[PARTS OF THE EXERCISE]:
[a] Print the part of the isotope award article starting at "A U.S. Department" and ending at "by peer review.".
[b] Answer from the isotope award article:
(i) What is the total amount of the DOE initiative?
(ii) What position does Piran Kidambi hold?
(iii) How long does the grant to the team run, and what is its amount?
[c] Resume the isotope award article after its final sentence and extend it.

Team wins competitive DOE award to advance isotope production critical for U.S. science, medicine and industry

A U.S. Department of Energy $4 million initiative to advance research in isotope production includes a Vanderbilt engineering professor’s work on separation technologies and to scale up processes. The funding is part of a key federal program that produces critical isotopes otherwise unavailable or in short supply for U.S. science, medicine and industry.

Piran Kidambi

Piran Kidambi, assistant professor of chemical and biomolecular engineering, is part of a team led by Savannah River National Laboratory and Clemson University that has received a two-year, $800,000 grant—Electrochemical hydrogen isotope fractionation—fundamental insights leading to process scale up”—as part of the DOE’s funding for 10 awards across five isotope research efforts. The awards were selected on a competitive basis by peer review.

Isotopes, or variations of the same elements with the same number of protons but different numbers of neutrons, have unique properties that can make them useful in medical diagnostic and treatment applications. They also are important for applications in quantum information science, nuclear power, national security and more.

“Given the very minor differences in mass, or physical properties, as well as very similar chemical properties between isotopes, separation of one isotope from the other is inherently challenging,” said Kidambi. “Traditionally, this has been accomplished in energy intensive processes with potential for adverse environmental impact.” Kidambi’s proposed project aims to use fundamental understanding of a separation processes using novel membranes to enable process design and scale up for isotope separation. The team includes the lead organization Savannah River National Laboratory and Clemson University.

[DATA SUPPLIED]:

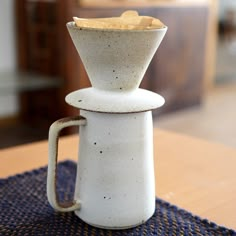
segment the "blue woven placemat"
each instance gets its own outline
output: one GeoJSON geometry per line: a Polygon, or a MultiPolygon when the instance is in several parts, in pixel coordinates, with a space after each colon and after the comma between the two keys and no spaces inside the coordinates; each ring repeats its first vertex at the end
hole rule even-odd
{"type": "MultiPolygon", "coordinates": [[[[58,164],[59,200],[73,196],[76,164],[58,164]]],[[[74,213],[58,213],[46,196],[47,168],[0,179],[0,235],[236,235],[236,232],[193,216],[156,199],[156,211],[145,224],[128,230],[102,230],[81,221],[74,213]]]]}

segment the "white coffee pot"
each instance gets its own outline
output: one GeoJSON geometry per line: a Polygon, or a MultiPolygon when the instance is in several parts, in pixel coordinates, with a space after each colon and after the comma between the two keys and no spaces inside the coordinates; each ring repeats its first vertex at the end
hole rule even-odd
{"type": "Polygon", "coordinates": [[[92,87],[67,95],[80,116],[54,122],[49,130],[47,195],[55,210],[86,223],[125,229],[146,222],[155,211],[151,110],[164,104],[139,89],[167,27],[152,30],[79,28],[67,23],[92,87]],[[60,131],[79,126],[74,201],[60,203],[56,166],[60,131]]]}

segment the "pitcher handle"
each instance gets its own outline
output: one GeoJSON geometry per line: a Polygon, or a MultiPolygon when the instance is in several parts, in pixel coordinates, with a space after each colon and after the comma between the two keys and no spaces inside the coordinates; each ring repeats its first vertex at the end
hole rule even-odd
{"type": "Polygon", "coordinates": [[[60,203],[56,193],[57,156],[58,140],[60,131],[70,126],[86,125],[86,118],[82,116],[66,117],[55,121],[49,129],[48,145],[48,176],[47,176],[47,197],[50,205],[58,211],[68,212],[80,209],[79,200],[60,203]]]}

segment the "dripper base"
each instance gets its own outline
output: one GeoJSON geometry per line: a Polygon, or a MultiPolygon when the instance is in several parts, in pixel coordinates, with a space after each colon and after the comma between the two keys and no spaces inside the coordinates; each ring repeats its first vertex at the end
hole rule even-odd
{"type": "Polygon", "coordinates": [[[165,100],[157,93],[145,89],[113,92],[93,87],[74,91],[66,102],[76,108],[105,113],[143,112],[161,107],[165,100]]]}

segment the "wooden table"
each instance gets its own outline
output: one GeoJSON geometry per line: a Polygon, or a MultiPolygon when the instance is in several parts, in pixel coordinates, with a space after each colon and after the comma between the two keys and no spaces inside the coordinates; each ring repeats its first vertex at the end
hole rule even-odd
{"type": "MultiPolygon", "coordinates": [[[[77,159],[77,136],[61,138],[59,159],[77,159]]],[[[158,197],[236,229],[236,149],[155,130],[158,197]]],[[[47,141],[0,151],[0,177],[47,164],[47,141]]]]}

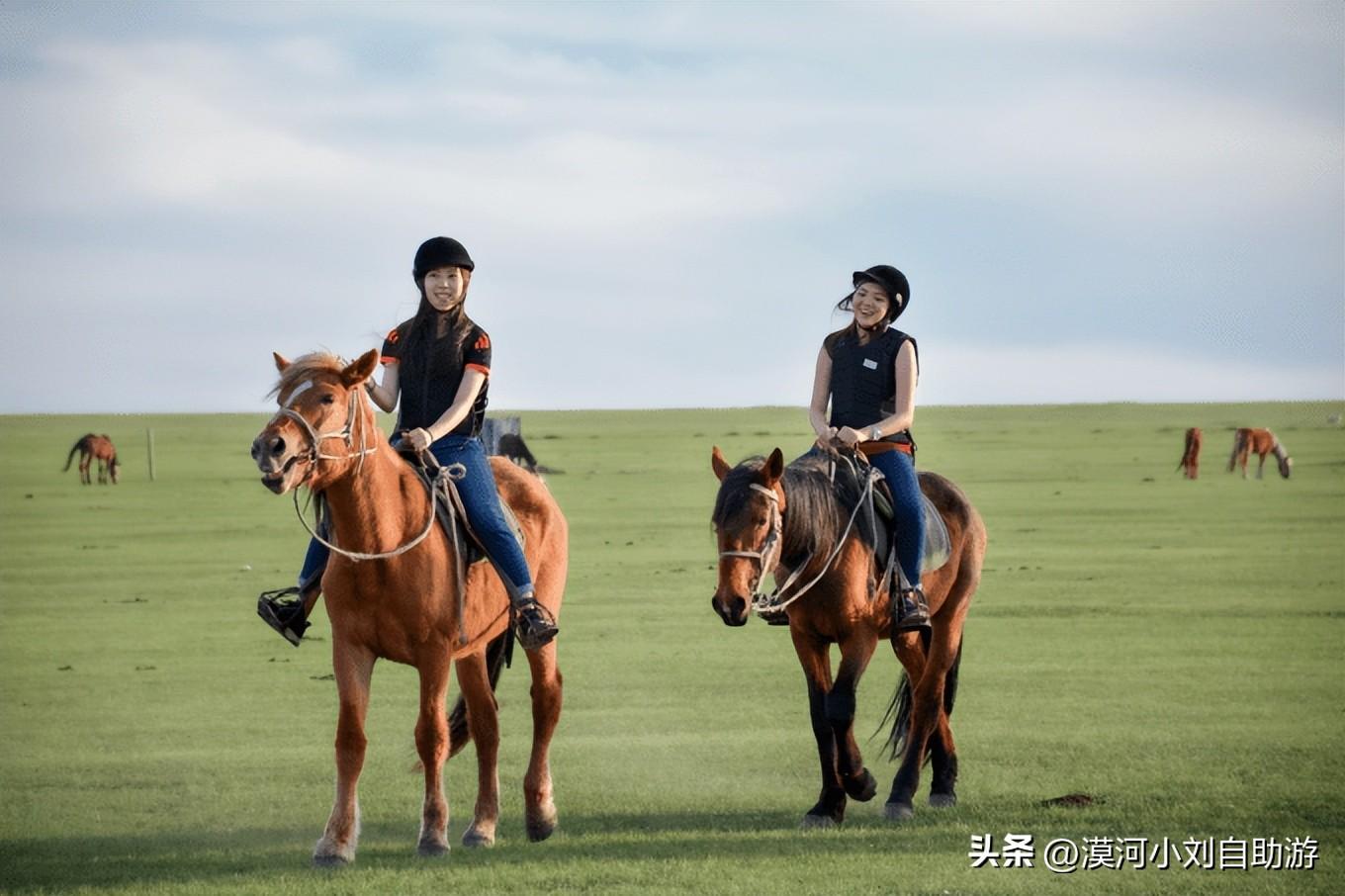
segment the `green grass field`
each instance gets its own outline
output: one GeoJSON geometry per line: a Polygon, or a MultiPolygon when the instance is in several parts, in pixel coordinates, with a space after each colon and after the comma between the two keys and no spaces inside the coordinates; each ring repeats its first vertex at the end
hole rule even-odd
{"type": "MultiPolygon", "coordinates": [[[[355,865],[309,868],[332,796],[321,611],[295,650],[253,613],[307,535],[247,457],[268,412],[0,418],[0,892],[1313,893],[1345,889],[1345,429],[1338,404],[933,408],[920,465],[958,480],[990,552],[954,731],[960,805],[802,833],[818,790],[788,635],[710,609],[717,482],[807,445],[800,409],[525,413],[570,521],[558,833],[523,835],[526,666],[500,683],[499,844],[414,853],[410,670],[379,665],[355,865]],[[1198,480],[1174,472],[1205,432],[1198,480]],[[1270,426],[1294,478],[1224,472],[1270,426]],[[152,429],[156,480],[147,471],[152,429]],[[65,455],[121,451],[116,487],[65,455]],[[1044,807],[1084,792],[1089,807],[1044,807]],[[1036,866],[972,868],[972,834],[1036,866]],[[1052,839],[1313,838],[1314,869],[1042,866],[1052,839]]],[[[868,736],[897,682],[881,650],[868,736]]],[[[475,761],[449,763],[453,842],[475,761]]],[[[924,782],[928,783],[928,779],[924,782]]],[[[1185,858],[1185,854],[1181,856],[1185,858]]],[[[1173,861],[1174,865],[1180,864],[1173,861]]]]}

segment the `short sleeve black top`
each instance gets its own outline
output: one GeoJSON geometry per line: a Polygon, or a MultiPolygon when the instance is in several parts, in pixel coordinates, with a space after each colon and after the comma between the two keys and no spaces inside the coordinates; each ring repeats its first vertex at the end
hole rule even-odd
{"type": "Polygon", "coordinates": [[[404,320],[387,334],[383,340],[382,362],[385,365],[401,365],[401,404],[397,417],[398,429],[426,428],[444,416],[444,412],[453,404],[459,386],[463,385],[463,375],[468,370],[480,370],[486,374],[482,390],[476,393],[472,410],[457,426],[455,436],[479,436],[482,421],[486,418],[487,391],[490,390],[491,375],[491,338],[476,323],[468,320],[471,330],[465,339],[459,340],[456,332],[447,332],[443,336],[425,334],[421,342],[422,351],[428,358],[420,359],[422,363],[405,363],[402,348],[410,332],[414,318],[404,320]],[[408,375],[410,374],[410,375],[408,375]]]}

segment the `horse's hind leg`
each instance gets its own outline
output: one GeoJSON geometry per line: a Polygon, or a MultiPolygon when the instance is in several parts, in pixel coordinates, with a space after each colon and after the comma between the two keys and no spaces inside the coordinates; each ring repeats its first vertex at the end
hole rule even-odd
{"type": "Polygon", "coordinates": [[[315,865],[344,865],[355,861],[359,839],[359,799],[356,786],[364,767],[364,714],[369,710],[369,679],[374,655],[362,647],[338,640],[332,646],[332,669],[340,713],[336,720],[336,800],[327,829],[313,848],[315,865]]]}
{"type": "MultiPolygon", "coordinates": [[[[500,817],[499,783],[499,705],[491,687],[486,654],[472,654],[457,661],[457,686],[467,701],[467,726],[476,744],[476,807],[472,823],[463,831],[463,846],[494,846],[495,826],[500,817]]],[[[440,701],[437,717],[444,717],[440,701]]],[[[445,749],[448,740],[444,741],[445,749]]]]}
{"type": "Polygon", "coordinates": [[[421,806],[421,833],[416,852],[443,856],[448,852],[448,800],[444,799],[444,760],[448,759],[448,718],[444,694],[448,690],[448,654],[421,657],[420,716],[416,720],[416,752],[425,770],[425,802],[421,806]]]}
{"type": "Polygon", "coordinates": [[[555,830],[555,799],[551,790],[550,749],[555,725],[561,721],[562,679],[555,663],[555,642],[527,651],[533,671],[533,753],[523,778],[527,805],[527,838],[546,839],[555,830]]]}

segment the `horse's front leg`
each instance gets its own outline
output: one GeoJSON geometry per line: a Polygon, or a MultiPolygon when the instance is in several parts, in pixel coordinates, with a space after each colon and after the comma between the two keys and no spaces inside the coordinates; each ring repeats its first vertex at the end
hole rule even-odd
{"type": "Polygon", "coordinates": [[[421,833],[416,852],[443,856],[448,852],[448,800],[444,798],[444,760],[448,759],[448,718],[444,694],[448,690],[448,650],[426,651],[418,662],[421,693],[416,720],[416,752],[425,768],[425,802],[421,806],[421,833]]]}
{"type": "Polygon", "coordinates": [[[872,631],[853,632],[841,642],[841,667],[826,698],[826,716],[837,744],[837,772],[851,799],[868,802],[878,792],[878,782],[863,767],[854,740],[854,706],[859,678],[873,658],[878,638],[872,631]]]}
{"type": "Polygon", "coordinates": [[[794,650],[803,666],[808,683],[808,720],[818,741],[818,760],[822,764],[822,794],[816,805],[803,817],[804,827],[831,827],[845,821],[845,784],[837,768],[837,739],[827,718],[827,694],[831,692],[830,644],[814,635],[790,627],[794,650]]]}
{"type": "Polygon", "coordinates": [[[315,865],[344,865],[355,861],[359,839],[359,799],[355,788],[364,767],[364,713],[369,710],[369,679],[374,655],[342,639],[332,644],[332,670],[340,714],[336,720],[336,800],[327,829],[313,848],[315,865]]]}
{"type": "Polygon", "coordinates": [[[500,817],[500,726],[484,652],[459,658],[457,686],[467,701],[467,726],[476,744],[476,809],[472,823],[463,831],[463,846],[494,846],[500,817]]]}

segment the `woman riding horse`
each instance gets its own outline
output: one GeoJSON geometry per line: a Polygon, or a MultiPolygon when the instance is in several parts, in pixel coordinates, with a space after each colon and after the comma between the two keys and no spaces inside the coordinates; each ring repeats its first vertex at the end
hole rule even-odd
{"type": "Polygon", "coordinates": [[[892,327],[911,304],[911,285],[892,265],[857,270],[853,284],[854,292],[837,308],[854,312],[854,319],[822,342],[808,420],[819,444],[858,448],[886,479],[905,577],[892,601],[897,630],[928,628],[929,607],[920,588],[924,514],[911,436],[919,352],[912,336],[892,327]]]}
{"type": "MultiPolygon", "coordinates": [[[[429,449],[443,467],[461,464],[457,491],[472,530],[510,593],[516,635],[525,650],[535,650],[560,631],[537,603],[533,577],[518,539],[500,510],[495,476],[482,445],[486,418],[491,338],[467,316],[467,288],[476,269],[456,239],[434,237],[416,250],[412,276],[420,289],[416,316],[404,320],[383,342],[383,382],[366,383],[370,397],[391,412],[401,398],[397,429],[402,445],[429,449]]],[[[297,588],[264,592],[257,615],[299,646],[308,615],[321,588],[330,550],[317,538],[308,545],[297,588]]]]}

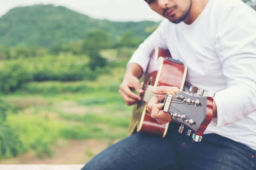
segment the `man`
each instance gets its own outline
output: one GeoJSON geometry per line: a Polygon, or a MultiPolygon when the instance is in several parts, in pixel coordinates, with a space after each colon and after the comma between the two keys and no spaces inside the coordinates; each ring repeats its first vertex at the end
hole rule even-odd
{"type": "MultiPolygon", "coordinates": [[[[139,78],[155,47],[186,64],[190,85],[216,92],[214,118],[201,142],[170,122],[163,139],[134,134],[83,168],[105,170],[256,170],[256,12],[240,0],[146,0],[165,18],[128,63],[119,93],[128,105],[141,99],[139,78]]],[[[182,89],[153,88],[156,94],[182,89]]],[[[148,105],[160,123],[171,121],[155,96],[148,105]]]]}

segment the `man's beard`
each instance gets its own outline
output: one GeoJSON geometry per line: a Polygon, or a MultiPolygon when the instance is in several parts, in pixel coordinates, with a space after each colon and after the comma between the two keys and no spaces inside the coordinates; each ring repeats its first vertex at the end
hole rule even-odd
{"type": "Polygon", "coordinates": [[[180,17],[179,18],[178,18],[178,20],[177,20],[174,21],[174,20],[169,20],[170,21],[171,21],[171,22],[172,22],[172,23],[175,23],[175,24],[177,24],[177,23],[180,23],[182,21],[183,21],[186,19],[186,17],[188,16],[188,15],[189,15],[189,12],[190,11],[190,9],[191,9],[192,6],[192,0],[191,0],[190,5],[189,6],[189,9],[186,11],[183,11],[182,15],[181,15],[181,17],[180,17]]]}

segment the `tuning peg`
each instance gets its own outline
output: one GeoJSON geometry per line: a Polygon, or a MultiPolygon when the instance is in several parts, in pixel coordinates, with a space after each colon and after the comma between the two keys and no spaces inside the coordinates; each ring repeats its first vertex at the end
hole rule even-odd
{"type": "Polygon", "coordinates": [[[212,90],[209,90],[207,94],[208,97],[214,97],[215,96],[215,92],[212,90]]]}
{"type": "Polygon", "coordinates": [[[191,133],[191,130],[190,129],[189,129],[188,130],[188,132],[187,132],[187,136],[190,136],[190,133],[191,133]]]}
{"type": "Polygon", "coordinates": [[[200,93],[199,93],[199,96],[203,96],[204,94],[204,90],[201,89],[201,90],[200,91],[200,93]]]}
{"type": "Polygon", "coordinates": [[[192,139],[194,141],[200,142],[202,140],[202,138],[203,138],[203,137],[197,135],[195,133],[193,133],[192,139]]]}
{"type": "Polygon", "coordinates": [[[179,133],[182,133],[183,129],[184,129],[184,125],[180,125],[180,128],[179,128],[179,133]]]}
{"type": "Polygon", "coordinates": [[[198,88],[195,86],[191,86],[189,88],[189,91],[191,92],[191,96],[194,96],[195,93],[197,93],[198,88]]]}

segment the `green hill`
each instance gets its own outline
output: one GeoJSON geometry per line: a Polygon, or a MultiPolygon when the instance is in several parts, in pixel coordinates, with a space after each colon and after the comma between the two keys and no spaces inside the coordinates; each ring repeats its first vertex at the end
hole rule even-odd
{"type": "Polygon", "coordinates": [[[98,20],[52,5],[37,5],[14,8],[0,17],[0,45],[18,45],[49,48],[82,39],[89,31],[103,29],[112,40],[131,31],[137,38],[149,35],[146,28],[152,21],[113,22],[98,20]]]}

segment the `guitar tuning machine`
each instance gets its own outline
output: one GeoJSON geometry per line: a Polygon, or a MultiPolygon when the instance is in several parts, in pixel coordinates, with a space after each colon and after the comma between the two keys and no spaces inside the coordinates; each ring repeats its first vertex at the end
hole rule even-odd
{"type": "Polygon", "coordinates": [[[187,132],[187,136],[190,136],[190,134],[191,133],[191,131],[192,130],[191,130],[189,129],[187,132]]]}
{"type": "Polygon", "coordinates": [[[195,86],[191,86],[189,88],[189,91],[191,92],[191,96],[194,96],[195,93],[197,93],[198,88],[195,86]]]}
{"type": "Polygon", "coordinates": [[[195,142],[200,142],[202,140],[202,139],[203,137],[201,136],[198,136],[196,135],[195,133],[193,134],[193,136],[192,136],[192,139],[195,142]]]}
{"type": "Polygon", "coordinates": [[[182,133],[183,129],[184,129],[184,125],[181,125],[180,126],[180,128],[179,128],[179,133],[182,133]]]}

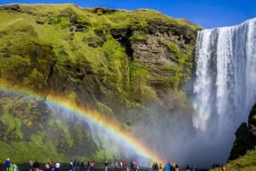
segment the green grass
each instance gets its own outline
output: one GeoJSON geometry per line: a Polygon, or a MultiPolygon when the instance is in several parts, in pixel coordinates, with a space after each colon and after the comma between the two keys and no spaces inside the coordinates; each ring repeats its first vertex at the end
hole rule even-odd
{"type": "MultiPolygon", "coordinates": [[[[256,170],[256,151],[247,151],[245,156],[229,162],[225,165],[227,171],[253,171],[256,170]]],[[[218,171],[220,168],[210,169],[218,171]]]]}

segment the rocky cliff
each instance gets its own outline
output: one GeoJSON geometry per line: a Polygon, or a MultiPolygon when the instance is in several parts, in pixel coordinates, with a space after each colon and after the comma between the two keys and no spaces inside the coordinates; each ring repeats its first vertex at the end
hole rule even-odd
{"type": "MultiPolygon", "coordinates": [[[[2,87],[57,94],[127,129],[147,117],[138,111],[151,110],[148,104],[166,115],[189,109],[183,88],[191,74],[198,26],[153,10],[73,4],[12,4],[1,6],[0,14],[2,87]]],[[[72,116],[67,123],[60,119],[44,100],[3,90],[0,102],[0,145],[16,161],[93,157],[101,151],[86,123],[72,116]],[[57,139],[52,135],[60,132],[57,139]],[[81,150],[84,144],[88,148],[81,150]],[[46,149],[50,154],[31,153],[46,149]]]]}
{"type": "Polygon", "coordinates": [[[256,149],[256,104],[248,117],[248,123],[243,123],[236,132],[236,140],[229,160],[236,159],[256,149]]]}

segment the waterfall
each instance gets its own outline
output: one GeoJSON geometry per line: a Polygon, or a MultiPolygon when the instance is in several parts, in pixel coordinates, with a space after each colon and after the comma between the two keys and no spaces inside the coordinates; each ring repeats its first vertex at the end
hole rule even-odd
{"type": "Polygon", "coordinates": [[[194,127],[234,134],[256,102],[256,18],[198,32],[194,127]]]}

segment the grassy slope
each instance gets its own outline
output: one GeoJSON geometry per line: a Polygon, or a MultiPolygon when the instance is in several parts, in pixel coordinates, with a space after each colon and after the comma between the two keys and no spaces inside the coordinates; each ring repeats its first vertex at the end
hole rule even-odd
{"type": "MultiPolygon", "coordinates": [[[[113,98],[115,98],[116,94],[121,94],[119,95],[120,99],[118,100],[131,107],[139,105],[137,101],[131,100],[132,98],[135,99],[133,96],[137,96],[136,98],[139,96],[142,100],[155,100],[155,92],[147,84],[148,69],[140,64],[131,64],[125,48],[110,36],[108,32],[109,29],[126,28],[128,26],[143,29],[147,27],[148,21],[153,20],[162,20],[166,24],[188,26],[195,30],[199,29],[198,26],[183,20],[175,20],[152,10],[131,12],[107,10],[107,13],[102,15],[101,12],[104,13],[106,9],[95,12],[94,9],[84,9],[73,4],[21,5],[21,10],[22,13],[0,11],[0,82],[9,82],[17,87],[44,92],[48,88],[47,77],[49,74],[50,65],[56,63],[55,69],[67,77],[70,83],[79,83],[79,79],[66,71],[63,66],[66,62],[73,66],[89,63],[91,64],[91,72],[102,75],[103,78],[101,83],[109,86],[101,86],[101,91],[106,96],[113,98]],[[70,26],[73,18],[75,18],[79,23],[88,25],[85,31],[72,33],[70,26]],[[83,41],[84,37],[98,38],[95,34],[95,30],[102,30],[106,34],[107,40],[102,47],[92,48],[83,41]],[[38,44],[40,45],[44,54],[38,54],[35,60],[33,56],[35,55],[35,47],[38,44]],[[124,77],[124,71],[127,72],[125,75],[131,76],[131,77],[124,77]],[[136,83],[132,88],[130,87],[131,84],[130,78],[132,78],[133,83],[136,83]],[[113,88],[115,88],[116,91],[114,91],[115,89],[110,91],[113,88]],[[130,89],[135,93],[130,94],[130,89]]],[[[64,92],[64,95],[76,101],[75,98],[79,94],[72,89],[73,86],[73,84],[70,85],[71,90],[64,92]]],[[[109,106],[98,100],[96,101],[100,110],[113,114],[109,106]]],[[[11,105],[3,106],[2,122],[4,123],[9,110],[12,108],[14,106],[11,105]]],[[[27,113],[33,113],[33,111],[27,113]]],[[[71,133],[67,133],[64,128],[61,128],[64,124],[61,121],[49,122],[48,125],[49,127],[55,125],[55,123],[59,123],[57,128],[67,134],[65,140],[67,141],[67,144],[72,144],[73,141],[69,137],[71,133]]],[[[13,134],[18,136],[17,139],[21,136],[21,138],[20,137],[21,140],[20,121],[16,121],[15,123],[18,127],[16,132],[13,134]]],[[[28,120],[22,123],[30,127],[31,121],[28,120]]],[[[12,130],[13,124],[14,123],[7,123],[8,130],[12,130]]],[[[56,126],[51,128],[55,128],[56,126]]],[[[45,137],[45,132],[32,134],[30,142],[26,142],[26,144],[16,140],[13,142],[12,146],[6,145],[4,142],[1,142],[0,146],[3,147],[2,149],[5,149],[5,154],[16,154],[17,149],[20,149],[20,152],[22,153],[28,153],[31,150],[35,151],[32,156],[24,158],[19,158],[19,156],[15,155],[16,158],[13,157],[15,161],[26,162],[31,157],[44,157],[47,161],[49,157],[40,153],[38,147],[44,151],[46,149],[51,149],[49,156],[55,157],[58,155],[54,149],[55,146],[54,143],[49,142],[42,145],[44,141],[42,137],[45,137]],[[18,148],[13,149],[13,146],[18,148]]],[[[101,151],[97,154],[101,154],[101,151]]],[[[0,157],[0,159],[4,160],[5,157],[3,156],[3,158],[0,157]]]]}
{"type": "MultiPolygon", "coordinates": [[[[227,171],[254,171],[256,170],[256,151],[248,151],[247,153],[225,165],[227,171]]],[[[210,169],[218,171],[221,168],[210,169]]]]}

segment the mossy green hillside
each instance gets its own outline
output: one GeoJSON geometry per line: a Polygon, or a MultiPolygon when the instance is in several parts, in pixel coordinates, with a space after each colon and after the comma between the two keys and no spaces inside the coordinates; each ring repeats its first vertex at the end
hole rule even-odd
{"type": "MultiPolygon", "coordinates": [[[[179,88],[190,77],[196,31],[201,29],[196,25],[154,10],[73,4],[1,6],[0,15],[0,83],[43,96],[63,96],[101,111],[127,130],[143,118],[137,110],[149,111],[145,104],[168,104],[158,91],[172,92],[181,100],[177,101],[185,101],[179,88]],[[143,51],[143,46],[151,47],[143,51]],[[152,54],[158,52],[168,62],[159,62],[159,57],[153,60],[152,54]]],[[[75,155],[102,160],[111,156],[91,139],[86,123],[59,119],[60,114],[44,101],[2,97],[4,140],[0,147],[15,161],[37,157],[67,160],[75,155]],[[84,145],[89,148],[80,150],[84,145]],[[49,153],[42,152],[47,149],[49,153]],[[33,153],[20,158],[12,155],[15,151],[33,153]]]]}

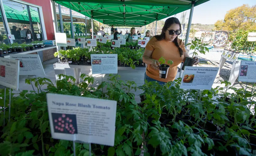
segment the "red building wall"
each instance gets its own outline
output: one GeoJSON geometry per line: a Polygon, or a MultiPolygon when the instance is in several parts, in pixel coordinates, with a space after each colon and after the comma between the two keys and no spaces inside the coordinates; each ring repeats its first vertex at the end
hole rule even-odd
{"type": "Polygon", "coordinates": [[[52,23],[52,16],[51,5],[52,4],[50,0],[21,0],[30,3],[37,5],[42,7],[44,26],[46,31],[47,39],[52,40],[53,39],[54,29],[52,23]]]}

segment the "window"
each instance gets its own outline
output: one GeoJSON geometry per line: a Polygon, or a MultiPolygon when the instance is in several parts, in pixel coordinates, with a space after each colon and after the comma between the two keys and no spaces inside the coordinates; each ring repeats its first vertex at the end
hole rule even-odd
{"type": "Polygon", "coordinates": [[[15,37],[14,42],[29,43],[44,39],[38,8],[10,0],[3,0],[3,4],[11,34],[15,37]]]}

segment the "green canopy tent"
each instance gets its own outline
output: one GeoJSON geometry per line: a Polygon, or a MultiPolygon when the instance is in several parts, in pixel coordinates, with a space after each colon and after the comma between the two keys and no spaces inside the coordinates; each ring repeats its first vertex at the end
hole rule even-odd
{"type": "MultiPolygon", "coordinates": [[[[155,21],[157,22],[158,20],[191,9],[187,29],[189,31],[190,29],[194,7],[209,0],[55,0],[55,1],[58,4],[104,24],[120,26],[141,27],[155,21]]],[[[157,22],[156,23],[157,24],[157,22]]],[[[187,31],[187,33],[189,32],[189,31],[188,32],[187,31]]],[[[187,40],[186,37],[186,40],[187,40]]]]}
{"type": "MultiPolygon", "coordinates": [[[[6,5],[4,5],[3,6],[8,22],[29,24],[29,19],[27,15],[27,11],[26,14],[25,12],[14,9],[6,5]]],[[[34,15],[31,15],[31,18],[33,24],[36,24],[37,22],[40,23],[38,13],[37,16],[34,15]]],[[[2,22],[2,18],[0,18],[0,21],[2,22]]]]}

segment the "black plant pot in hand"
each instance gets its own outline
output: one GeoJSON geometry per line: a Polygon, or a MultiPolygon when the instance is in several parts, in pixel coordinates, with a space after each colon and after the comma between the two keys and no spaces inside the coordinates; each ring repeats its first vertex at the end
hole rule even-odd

[TASK-BY-TASK OUTPUTS]:
[a]
A U.S. Department of Energy $4 million initiative to advance research in isotope production includes a Vanderbilt engineering professor’s work on separation technologies and to scale up processes. The funding is part of a key federal program that produces critical isotopes otherwise unavailable or in short supply for U.S. science, medicine and industry.

Piran Kidambi

Piran Kidambi, assistant professor of chemical and biomolecular engineering, is part of a team led by Savannah River National Laboratory and Clemson University that has received a two-year, $800,000 grant—Electrochemical hydrogen isotope fractionation—fundamental insights leading to process scale up”—as part of the DOE’s funding for 10 awards across five isotope research efforts. The awards were selected on a competitive basis by peer review.

[b]
(i) $4 million
(ii) Assistant professor of chemical and biomolecular engineering
(iii) Two years, $800,000

[c]
The award recipients include six universities and three DOE national laboratories. Most of the awards go to collaborative teams where universities and national laboratories work together. The other institutions funded include Columbia University, University of Missouri, University of Washington, University of Wisconsin, and Oak Ridge and Brookhaven national laboratories.

Topics funded by the DOE include efforts to increase the availability of new cancer diagnostic and therapeutic agents to the medical community and broad improvements to isotope production and processing techniques with the goal of enhancing isotope availability and purity.

“Isotopes play an absolutely vital role in countless areas of science, medicine, industry, and even national and homeland security today,” said Jehanne Gillo, director of the DOE Isotope Program, in the DOE’s announcement. “These R&D activities will continue our efforts to ensure the availability of isotopes critical to Americans’ health, prosperity, and security that would be otherwise impossible to obtain.”